- _YOUR GOAL_:
Return the records below line for line, with no changes.

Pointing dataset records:
......

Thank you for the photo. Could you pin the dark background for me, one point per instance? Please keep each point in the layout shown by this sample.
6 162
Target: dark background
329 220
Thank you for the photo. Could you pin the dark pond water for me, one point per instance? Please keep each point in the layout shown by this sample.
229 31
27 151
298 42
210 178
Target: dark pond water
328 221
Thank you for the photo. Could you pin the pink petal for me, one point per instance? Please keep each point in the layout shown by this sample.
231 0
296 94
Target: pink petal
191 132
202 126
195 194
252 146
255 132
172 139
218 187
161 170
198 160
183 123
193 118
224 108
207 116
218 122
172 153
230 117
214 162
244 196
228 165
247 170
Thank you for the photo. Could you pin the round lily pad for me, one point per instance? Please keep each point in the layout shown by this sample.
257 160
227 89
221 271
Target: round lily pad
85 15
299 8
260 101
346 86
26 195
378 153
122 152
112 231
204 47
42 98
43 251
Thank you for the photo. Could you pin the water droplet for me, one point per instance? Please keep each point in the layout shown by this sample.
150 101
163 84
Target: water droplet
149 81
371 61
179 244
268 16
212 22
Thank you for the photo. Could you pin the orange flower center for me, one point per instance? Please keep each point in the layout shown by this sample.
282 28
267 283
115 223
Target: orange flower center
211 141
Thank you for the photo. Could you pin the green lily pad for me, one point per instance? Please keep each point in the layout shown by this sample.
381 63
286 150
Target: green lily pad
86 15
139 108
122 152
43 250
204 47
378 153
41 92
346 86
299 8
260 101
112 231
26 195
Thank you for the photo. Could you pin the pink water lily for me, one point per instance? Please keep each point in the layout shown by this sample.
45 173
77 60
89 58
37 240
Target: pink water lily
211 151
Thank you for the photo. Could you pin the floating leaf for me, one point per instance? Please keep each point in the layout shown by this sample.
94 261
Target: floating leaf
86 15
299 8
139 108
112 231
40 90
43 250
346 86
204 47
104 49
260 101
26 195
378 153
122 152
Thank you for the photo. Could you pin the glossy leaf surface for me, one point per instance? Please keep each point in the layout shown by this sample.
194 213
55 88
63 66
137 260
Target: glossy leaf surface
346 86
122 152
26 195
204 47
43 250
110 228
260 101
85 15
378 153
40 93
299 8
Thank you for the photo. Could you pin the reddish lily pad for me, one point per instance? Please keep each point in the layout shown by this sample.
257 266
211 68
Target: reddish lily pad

......

- _SOLVED PROBLEM_:
Thank you for the photo. Could you pin the dark background for me, one point per instance? Please keep each point in the layout shown by this sample.
6 162
Target: dark background
329 220
Thank you for the photo. Could you pin the dark pond water for me, one point per instance? Please keep each point in the layout shown by this sample.
229 31
27 151
298 42
210 178
Target: dark pond water
328 221
Thank you for the photo. Could you pin the pink petal for me, one point per instance? Please keep each point in the layout shown by this sample.
231 0
296 94
Target: pink petal
191 132
202 126
195 194
252 146
255 132
172 139
218 187
161 170
198 160
183 123
193 118
224 108
207 116
218 122
172 153
230 117
214 162
244 196
228 165
247 170
Thank you for the photo. Could you pin the round lily pad for me, one point per instance? Please keep each point in the layout shown by this sample.
257 160
227 89
221 271
Target: round lily pad
85 15
299 8
260 101
346 86
26 195
378 153
122 152
112 231
204 47
42 98
43 251
Thank you for the photo. Could you pin the water droplet for me, one point per instance? Please keep each point in the layout shown by this sample.
150 101
163 84
Target: water droplet
149 81
371 61
179 244
268 16
212 22
Thank you for the photo. Could you pin the orange flower center for me, one point per instance? Please keep each point in the layout shown by this sample.
282 28
267 283
115 223
Target: orange flower center
211 141
Thank you for the photo. Could you pin the green lily pad for me, one point per instance? Please keep each point in the layout shown by this sample.
381 63
286 150
Target: green lily pad
86 15
139 108
122 152
43 250
204 47
378 153
41 92
346 86
299 8
260 101
112 231
26 195
Thank you for the photo. Could you pin the pink water lily for me, one point per instance? Please keep each point in the layout shown by this sample.
45 173
77 60
89 58
37 240
Target: pink water lily
211 151
Thank you for the photo. Could you pin the floating leaf for me, one point per instance? Please keep each point in the layout shown by this sample.
94 261
Target: floating leaf
86 15
299 8
139 108
112 231
40 90
43 250
346 86
204 47
104 49
260 101
26 195
378 153
122 152
Thank you for the photo. Could you pin the glossy leaf surface for me, one point per instance? Please keep each point in the layout shown by this sample.
194 213
55 88
63 66
137 260
Target: glossy leaf surface
346 86
122 152
26 195
204 47
43 250
110 228
260 101
85 15
378 153
40 93
299 8
Thank you for the photo. Could you pin the reddish lily pad for me, one point per instance? Please keep each point in the layout shown by this sample.
257 266
211 68
Target: reddish lily pad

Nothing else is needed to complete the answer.